Дорогой Алексей Алексеевич!
Вот уже десять лет миновало с тех пор, как я так обращался к Вам, обсуждая рабочие вопросы или то, что происходит в стране и мире. И сейчас я предпочту говорить именно так, чем вспоминать о Вас в прошедшем времени и третьем лице.
Многое изменилось за эти годы, как сам мир вокруг нас, и что-то уже никогда не будет прежним. Несмотря на все трудности, как видите, созданная Вами газета продолжает выходить, и ее название по-прежнему звучит в первую очередь, когда речь заходит об изданиях, выражающих идею русского православного консерватизма.

§ §

ЧТО СДЕЛАТЬ =>
**A.** Сколько лет прошло с тех пор, как автор письма Алексею Алексеевичу в последний раз так к нему обращался?
**B.** Выпишите из письма Алексею Алексеевичу все разные формы местоимения «Вы», написанные с большой буквы.
**C.** Напишите, как могло бы продолжаться письмо Алексею Алексеевичу после последнего приведенного предложения.

ИСХОДНЫЕ ДАННЫЕ =>
§ §

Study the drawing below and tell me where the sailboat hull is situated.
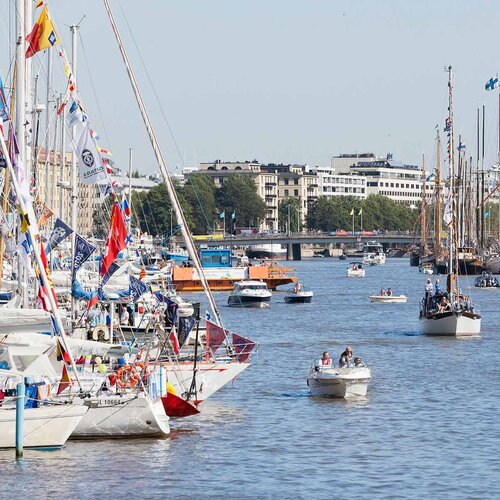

§ §

ГОТОВЫЕ ОТВЕТЫ =>
**A.** Десять лет.

**B.** Вам, Вас, Вами

**C.**
Вы помните, как в далеком уже 2005 году я пришел в редакцию в Черниговском переулке, будучи неопытным студентом, увлеченным как раз этой идеей, но с весьма посредственными представлениями о том, как в действительности функционирует пресса. Тогда мое видение этой профессии было довольно наивным и, я бы сказал, романтизированным. Впрочем, у многих в то время оно было таковым: для одних еще сохранялся шлейф 90-х годов с популярным образом «четвертой власти» – реальной силы, способной с помощью информации влиять на общественную жизнь; другие стремились использовать ее функционал как проводник своей системы ценностей, где зачастую под популистскими лозунгами проникали явно разрушительные явления и т. д. Мне же импонировали, казалось бы, навсегда ушедшие образцы, знакомые по историческому курсу, открывшему мне великолепный в своей многогранности, высоком художественном стиле и неразрывной связи с классической русской литературной школой пласт русской консервативной печати. Таковым был знаменитый журнал Михаила Никифоровича Каткова. Изучая дореволюционную журналистику, я мог лишь посетовать, что родился не в ту эпоху, потому что предпочел бы сотрудничать с катковским «Русским Вестником», а не с одним из тех изданий, что воспринимались передовыми в 2000-е.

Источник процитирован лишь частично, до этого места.